* **Exercises to complete**
(1) In the Kantorovich-Rubinstein post, what makes the p=2 case especially nice?
(2) Write out the Kantorovich-Rubinstein post word for word, from "Now, why would" up to and including "always great fun.".
Segment Start: Text passage
(Hopefully) final version of Kantorovich-Rubinstein paper on arXiv

Steve Evans and I just finished a revision of our paper about how to compare probability distributions on a phylogenetic tree. (Note that the tree here acts as a metric space, and the probability distributions sit on top of that.) In it, we show that the Kantorovich-Rubinstein metric (KR, a.k.a. earth mover’s distance) has a closed form solution on a phylogenetic tree, and that the commonly-used randomization procedure to attach a p-value to an observed distance has a central limit theorem approximation as a Gaussian process. We also generalize KR to an L^p version. The p=2 case is especially nice: it has an ANOVA-type description and the Gaussian approximation ends up being a computable sum of chi squared random variables. We also prove the existence of and describe an algorithm for finding the center of mass of a probability distribution on a tree.

Now, why would one want to compare probability distributions on a tree? For the microbial ecology crowd out there, we have shown that the “weighted UniFrac” distance developed by Lozupone and Knight is actually a special case of this more general framework (with roots going back to the 18th century!). For those who don’t know this lingo, once we have mapped a collection of DNA sequences sampled from the environment to a phylogenetic tree using pplacer or something similar, we can think of those reads as a probability distribution on the tree. Then we want to compare them!

I’m happy with this paper. It’s applied, not 100% trivial, and working with Steve is always great fun.
Segment End: Text passage
Segment Start: Data records
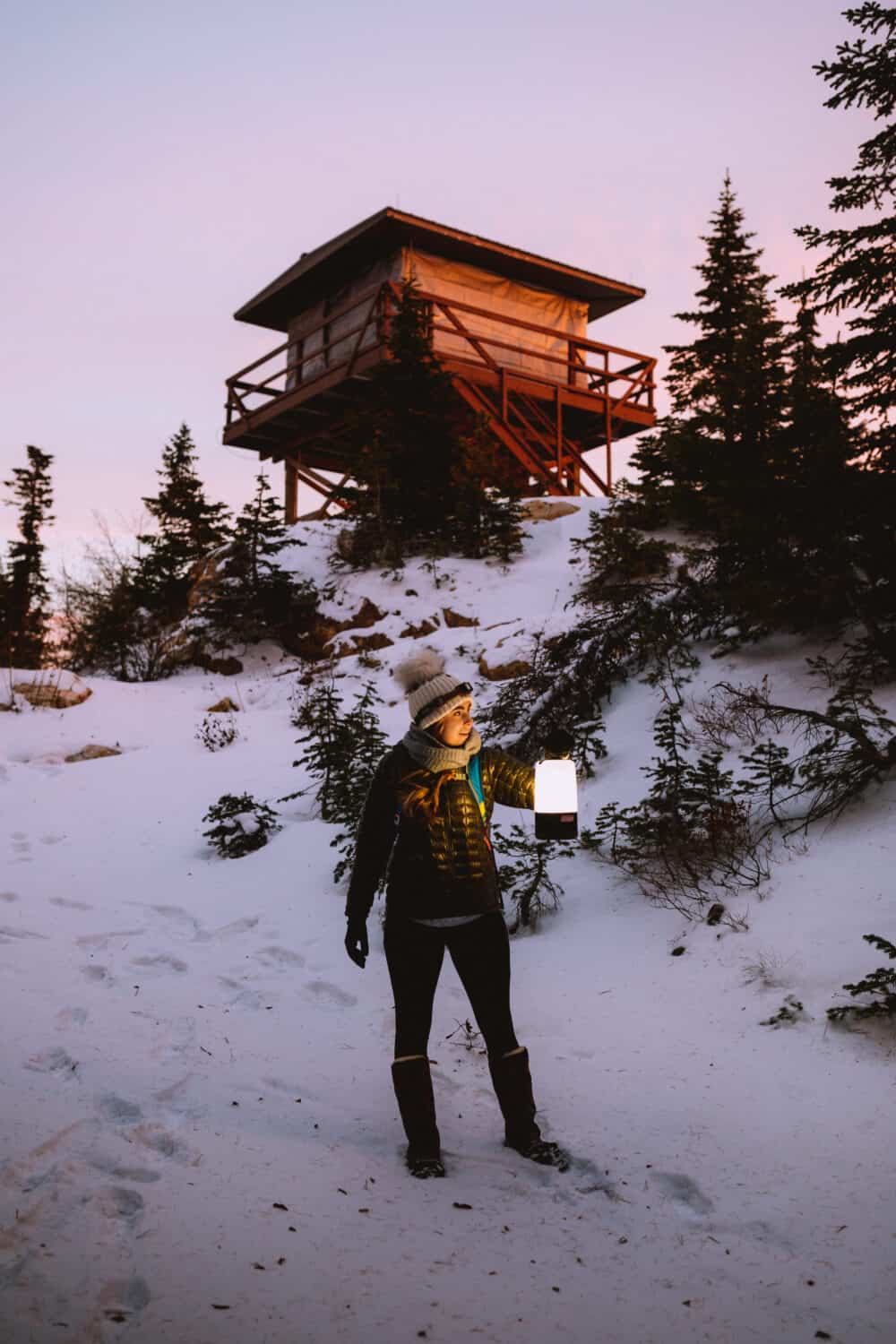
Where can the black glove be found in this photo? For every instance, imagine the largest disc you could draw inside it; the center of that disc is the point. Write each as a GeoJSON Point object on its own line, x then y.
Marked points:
{"type": "Point", "coordinates": [357, 943]}
{"type": "Point", "coordinates": [557, 744]}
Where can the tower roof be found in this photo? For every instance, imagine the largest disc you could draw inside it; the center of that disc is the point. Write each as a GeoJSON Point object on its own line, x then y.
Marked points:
{"type": "Point", "coordinates": [328, 266]}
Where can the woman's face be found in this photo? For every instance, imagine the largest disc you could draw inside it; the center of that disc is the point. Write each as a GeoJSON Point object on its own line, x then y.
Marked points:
{"type": "Point", "coordinates": [455, 728]}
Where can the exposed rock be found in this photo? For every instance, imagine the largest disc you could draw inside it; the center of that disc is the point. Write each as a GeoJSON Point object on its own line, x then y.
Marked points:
{"type": "Point", "coordinates": [314, 644]}
{"type": "Point", "coordinates": [54, 690]}
{"type": "Point", "coordinates": [417, 632]}
{"type": "Point", "coordinates": [93, 753]}
{"type": "Point", "coordinates": [367, 615]}
{"type": "Point", "coordinates": [363, 644]}
{"type": "Point", "coordinates": [504, 671]}
{"type": "Point", "coordinates": [454, 620]}
{"type": "Point", "coordinates": [543, 510]}
{"type": "Point", "coordinates": [225, 667]}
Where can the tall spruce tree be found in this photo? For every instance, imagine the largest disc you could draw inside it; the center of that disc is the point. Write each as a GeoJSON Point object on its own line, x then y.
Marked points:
{"type": "Point", "coordinates": [713, 454]}
{"type": "Point", "coordinates": [26, 589]}
{"type": "Point", "coordinates": [857, 276]}
{"type": "Point", "coordinates": [857, 271]}
{"type": "Point", "coordinates": [188, 527]}
{"type": "Point", "coordinates": [253, 599]}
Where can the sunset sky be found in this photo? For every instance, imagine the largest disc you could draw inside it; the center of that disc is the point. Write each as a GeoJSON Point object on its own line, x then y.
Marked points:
{"type": "Point", "coordinates": [164, 161]}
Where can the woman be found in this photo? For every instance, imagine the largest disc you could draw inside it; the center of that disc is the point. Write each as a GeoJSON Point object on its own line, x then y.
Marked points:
{"type": "Point", "coordinates": [426, 822]}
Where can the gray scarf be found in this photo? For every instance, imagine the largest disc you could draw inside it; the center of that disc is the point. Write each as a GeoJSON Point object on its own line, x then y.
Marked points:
{"type": "Point", "coordinates": [427, 752]}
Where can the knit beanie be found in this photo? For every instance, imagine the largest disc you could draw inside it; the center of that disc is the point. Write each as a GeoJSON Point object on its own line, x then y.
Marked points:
{"type": "Point", "coordinates": [432, 693]}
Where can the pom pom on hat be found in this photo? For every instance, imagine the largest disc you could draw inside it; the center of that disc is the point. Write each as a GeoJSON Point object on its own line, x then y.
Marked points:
{"type": "Point", "coordinates": [432, 693]}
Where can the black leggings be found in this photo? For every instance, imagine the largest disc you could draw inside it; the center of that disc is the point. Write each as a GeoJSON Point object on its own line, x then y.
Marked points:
{"type": "Point", "coordinates": [481, 953]}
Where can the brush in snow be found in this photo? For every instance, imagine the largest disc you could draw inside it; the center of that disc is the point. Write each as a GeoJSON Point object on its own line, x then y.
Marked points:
{"type": "Point", "coordinates": [425, 1167]}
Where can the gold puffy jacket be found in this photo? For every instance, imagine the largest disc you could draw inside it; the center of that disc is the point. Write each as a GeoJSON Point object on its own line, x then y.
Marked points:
{"type": "Point", "coordinates": [437, 866]}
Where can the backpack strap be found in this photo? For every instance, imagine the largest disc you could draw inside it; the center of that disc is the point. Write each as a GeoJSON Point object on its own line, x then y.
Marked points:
{"type": "Point", "coordinates": [474, 776]}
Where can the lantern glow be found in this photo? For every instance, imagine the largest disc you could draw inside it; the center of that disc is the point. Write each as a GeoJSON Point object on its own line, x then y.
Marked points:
{"type": "Point", "coordinates": [556, 801]}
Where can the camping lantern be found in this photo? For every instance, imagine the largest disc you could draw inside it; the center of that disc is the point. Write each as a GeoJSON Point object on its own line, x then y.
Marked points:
{"type": "Point", "coordinates": [556, 803]}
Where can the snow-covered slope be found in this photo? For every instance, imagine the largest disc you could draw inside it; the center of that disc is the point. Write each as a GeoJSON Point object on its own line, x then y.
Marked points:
{"type": "Point", "coordinates": [199, 1140]}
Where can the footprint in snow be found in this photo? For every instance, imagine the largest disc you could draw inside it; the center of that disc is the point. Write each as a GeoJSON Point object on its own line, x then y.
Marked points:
{"type": "Point", "coordinates": [230, 930]}
{"type": "Point", "coordinates": [118, 1110]}
{"type": "Point", "coordinates": [121, 1203]}
{"type": "Point", "coordinates": [123, 1298]}
{"type": "Point", "coordinates": [180, 917]}
{"type": "Point", "coordinates": [328, 994]}
{"type": "Point", "coordinates": [280, 957]}
{"type": "Point", "coordinates": [101, 940]}
{"type": "Point", "coordinates": [158, 1140]}
{"type": "Point", "coordinates": [54, 1061]}
{"type": "Point", "coordinates": [242, 997]}
{"type": "Point", "coordinates": [137, 1175]}
{"type": "Point", "coordinates": [99, 975]}
{"type": "Point", "coordinates": [684, 1193]}
{"type": "Point", "coordinates": [8, 935]}
{"type": "Point", "coordinates": [161, 962]}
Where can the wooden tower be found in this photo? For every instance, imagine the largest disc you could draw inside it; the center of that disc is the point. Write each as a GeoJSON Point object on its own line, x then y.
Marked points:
{"type": "Point", "coordinates": [508, 327]}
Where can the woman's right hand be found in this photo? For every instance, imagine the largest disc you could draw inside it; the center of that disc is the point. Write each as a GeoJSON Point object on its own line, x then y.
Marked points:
{"type": "Point", "coordinates": [357, 943]}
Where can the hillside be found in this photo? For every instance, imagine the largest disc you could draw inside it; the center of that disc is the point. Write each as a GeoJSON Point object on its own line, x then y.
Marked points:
{"type": "Point", "coordinates": [199, 1133]}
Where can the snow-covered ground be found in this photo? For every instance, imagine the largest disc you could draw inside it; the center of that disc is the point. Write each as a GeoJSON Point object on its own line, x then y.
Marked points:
{"type": "Point", "coordinates": [199, 1142]}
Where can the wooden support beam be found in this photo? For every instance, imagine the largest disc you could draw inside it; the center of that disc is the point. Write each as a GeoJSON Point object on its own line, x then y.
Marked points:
{"type": "Point", "coordinates": [290, 492]}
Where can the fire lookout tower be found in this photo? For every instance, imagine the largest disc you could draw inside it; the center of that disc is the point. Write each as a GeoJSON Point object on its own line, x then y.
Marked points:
{"type": "Point", "coordinates": [508, 327]}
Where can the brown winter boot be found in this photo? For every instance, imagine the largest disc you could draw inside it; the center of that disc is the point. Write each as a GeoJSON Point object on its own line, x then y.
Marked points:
{"type": "Point", "coordinates": [413, 1085]}
{"type": "Point", "coordinates": [512, 1083]}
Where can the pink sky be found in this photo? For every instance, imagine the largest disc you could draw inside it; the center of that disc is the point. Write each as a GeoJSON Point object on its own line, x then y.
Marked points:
{"type": "Point", "coordinates": [164, 161]}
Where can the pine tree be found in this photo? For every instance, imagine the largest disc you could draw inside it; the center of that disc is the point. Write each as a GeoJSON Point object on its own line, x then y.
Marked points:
{"type": "Point", "coordinates": [712, 456]}
{"type": "Point", "coordinates": [857, 274]}
{"type": "Point", "coordinates": [485, 500]}
{"type": "Point", "coordinates": [857, 271]}
{"type": "Point", "coordinates": [26, 589]}
{"type": "Point", "coordinates": [253, 599]}
{"type": "Point", "coordinates": [188, 527]}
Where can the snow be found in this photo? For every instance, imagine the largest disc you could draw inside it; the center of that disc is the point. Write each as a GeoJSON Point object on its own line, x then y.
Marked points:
{"type": "Point", "coordinates": [188, 1047]}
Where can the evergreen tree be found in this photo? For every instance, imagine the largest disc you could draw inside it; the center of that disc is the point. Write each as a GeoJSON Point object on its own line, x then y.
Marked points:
{"type": "Point", "coordinates": [253, 597]}
{"type": "Point", "coordinates": [857, 274]}
{"type": "Point", "coordinates": [485, 500]}
{"type": "Point", "coordinates": [188, 527]}
{"type": "Point", "coordinates": [715, 453]}
{"type": "Point", "coordinates": [26, 589]}
{"type": "Point", "coordinates": [857, 271]}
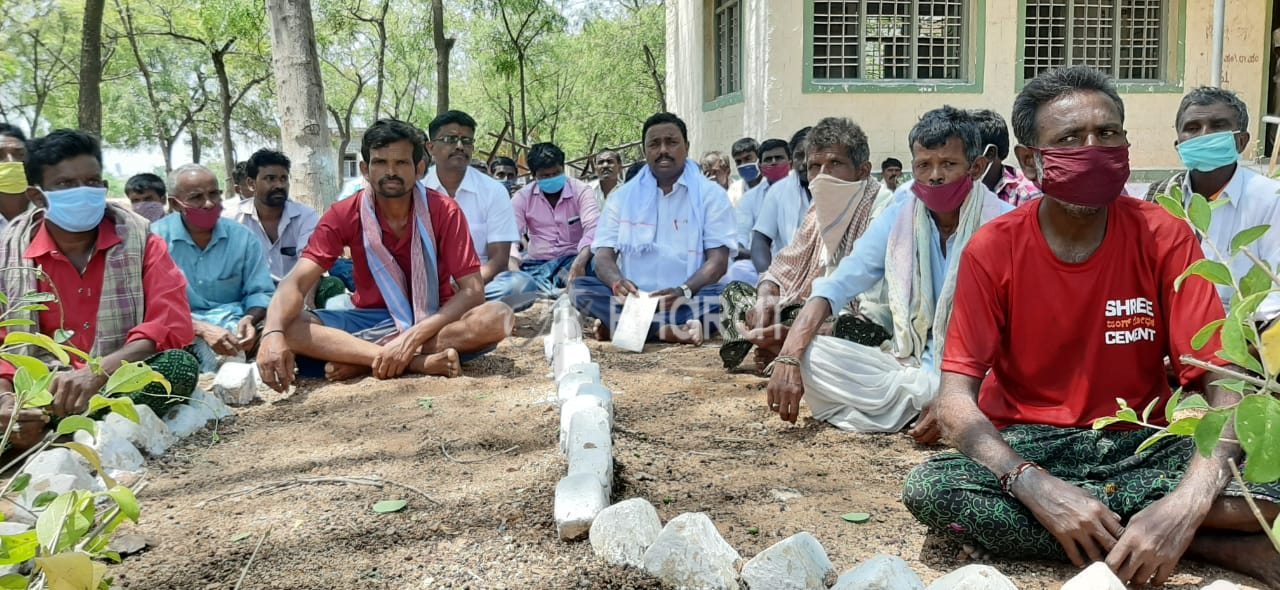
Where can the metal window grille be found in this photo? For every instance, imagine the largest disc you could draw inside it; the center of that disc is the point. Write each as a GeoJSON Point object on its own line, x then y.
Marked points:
{"type": "Point", "coordinates": [728, 46]}
{"type": "Point", "coordinates": [868, 40]}
{"type": "Point", "coordinates": [1120, 37]}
Segment End: Data records
* **Answers to the exercise**
(1) The p=2 case has an ANOVA-type description. Its Gaussian approximation also ends up being a computable sum of chi squared random variables.

(2)
Now, why would one want to compare probability distributions on a tree? For the microbial ecology crowd out there, we have shown that the “weighted UniFrac” distance developed by Lozupone and Knight is actually a special case of this more general framework (with roots going back to the 18th century!). For those who don’t know this lingo, once we have mapped a collection of DNA sequences sampled from the environment to a phylogenetic tree using pplacer or something similar, we can think of those reads as a probability distribution on the tree. Then we want to compare them!

I’m happy with this paper. It’s applied, not 100% trivial, and working with Steve is always great fun.